• **EXERCISE OBJECTIVE**: Rewrite every line of the records below, keeping the requests, and scale each coordinate in the answers by 1.4, rounding to whole numbers with halves going up.

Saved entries
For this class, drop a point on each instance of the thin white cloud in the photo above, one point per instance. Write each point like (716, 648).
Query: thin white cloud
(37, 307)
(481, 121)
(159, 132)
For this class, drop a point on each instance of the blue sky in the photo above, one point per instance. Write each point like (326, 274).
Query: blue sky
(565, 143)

• **OUTPUT**:
For this class, drop a point on each instance of the thin white cloud in the photo above, one point per instance. Write each point like (716, 648).
Query: thin white cloud
(52, 430)
(673, 169)
(223, 185)
For this class, drop a point on each instance of the blue sky in the photo above, one point per instance. Write each point like (326, 274).
Query: blue sky
(791, 200)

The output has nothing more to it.